### Data records:

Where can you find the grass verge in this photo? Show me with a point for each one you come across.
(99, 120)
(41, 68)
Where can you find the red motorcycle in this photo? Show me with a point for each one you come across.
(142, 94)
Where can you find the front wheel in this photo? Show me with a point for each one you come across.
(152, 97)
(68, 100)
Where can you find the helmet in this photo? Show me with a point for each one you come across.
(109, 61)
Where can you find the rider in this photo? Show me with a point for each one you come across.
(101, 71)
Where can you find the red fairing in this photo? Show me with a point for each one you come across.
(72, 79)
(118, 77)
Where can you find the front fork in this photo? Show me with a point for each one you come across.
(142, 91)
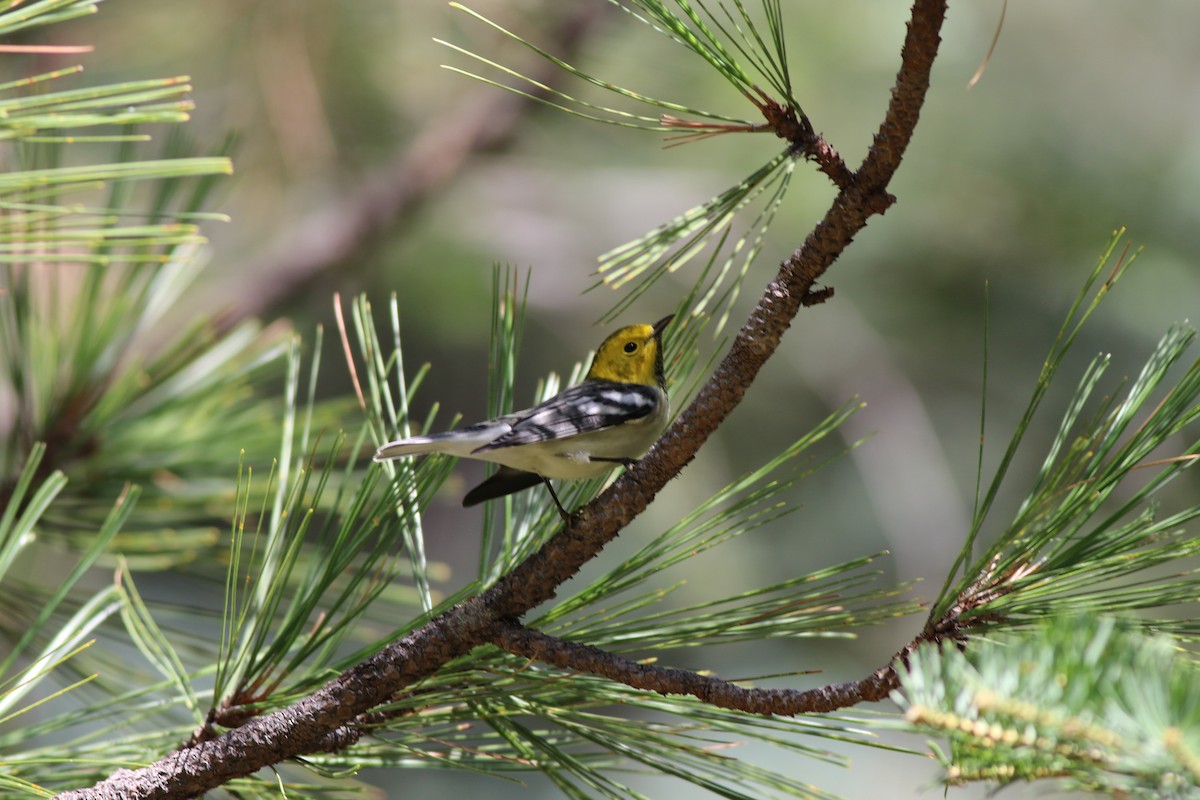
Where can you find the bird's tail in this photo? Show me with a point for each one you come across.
(414, 446)
(460, 443)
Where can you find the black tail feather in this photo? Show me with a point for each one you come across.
(505, 481)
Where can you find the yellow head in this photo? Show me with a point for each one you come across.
(631, 355)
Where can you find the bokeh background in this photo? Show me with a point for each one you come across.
(1086, 119)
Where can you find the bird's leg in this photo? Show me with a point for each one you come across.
(562, 511)
(624, 462)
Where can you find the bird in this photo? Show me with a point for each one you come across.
(612, 416)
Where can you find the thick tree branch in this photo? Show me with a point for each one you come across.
(305, 727)
(535, 645)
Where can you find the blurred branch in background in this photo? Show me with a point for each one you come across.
(347, 228)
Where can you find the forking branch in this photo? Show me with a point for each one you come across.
(330, 715)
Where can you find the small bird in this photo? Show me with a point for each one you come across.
(611, 417)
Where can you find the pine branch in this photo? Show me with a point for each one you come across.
(305, 727)
(532, 644)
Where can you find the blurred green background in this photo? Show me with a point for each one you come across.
(1087, 119)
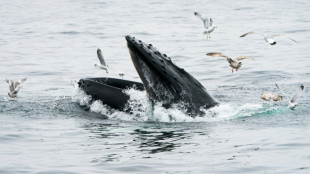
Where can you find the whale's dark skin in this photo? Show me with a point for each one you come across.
(165, 82)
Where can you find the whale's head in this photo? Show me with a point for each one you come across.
(164, 81)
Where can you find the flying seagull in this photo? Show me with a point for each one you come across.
(269, 39)
(121, 74)
(102, 63)
(233, 63)
(14, 87)
(293, 102)
(208, 24)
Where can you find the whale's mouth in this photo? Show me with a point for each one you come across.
(164, 81)
(153, 69)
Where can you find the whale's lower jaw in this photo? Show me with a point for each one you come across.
(164, 81)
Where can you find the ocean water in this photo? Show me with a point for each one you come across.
(53, 43)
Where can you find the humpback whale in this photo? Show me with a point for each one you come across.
(163, 81)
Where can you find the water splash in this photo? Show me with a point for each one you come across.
(143, 110)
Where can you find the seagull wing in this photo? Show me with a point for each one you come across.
(100, 57)
(249, 33)
(243, 58)
(278, 35)
(297, 94)
(15, 91)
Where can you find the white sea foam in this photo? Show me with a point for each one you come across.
(142, 109)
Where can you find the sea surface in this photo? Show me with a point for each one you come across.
(47, 130)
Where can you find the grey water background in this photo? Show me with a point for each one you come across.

### Exercise brief:
Which lines run from the one containing "Where can you find the flying" to the end of the entries above? Quote exactly those, and only those.

### Complete answer:
Where can you find the flying seagull in this photo? Show me with a point for each one you come across.
(269, 39)
(121, 74)
(102, 63)
(233, 63)
(14, 87)
(293, 102)
(208, 24)
Where can you find the whale's mouth in this photo? Show me with a point for each one you come across.
(164, 81)
(153, 69)
Where can you find the whale's lower jaw in this photo? Show me with a point for each one you come across.
(164, 81)
Where can you find the ocean water in this photo? Show me with a point for each one you come across.
(53, 43)
Where can you find the humpback whale in this photo? Show me with a point for each one you come across.
(163, 81)
Where can you find the water splash in this photo? Show me with a point for each one you come across.
(143, 110)
Where can you find the seagull wing in this photo? Show me with a point for each one you come across.
(100, 57)
(249, 33)
(243, 58)
(278, 35)
(297, 94)
(15, 91)
Where can you find the white sea foam in this photo? Show me with a point for each one you come across.
(142, 109)
Where can you find the sea surface in this photo? Show me with a point for each one you come across.
(47, 130)
Where can you find the grey water background in this photo? Show me with a point for each one you come across.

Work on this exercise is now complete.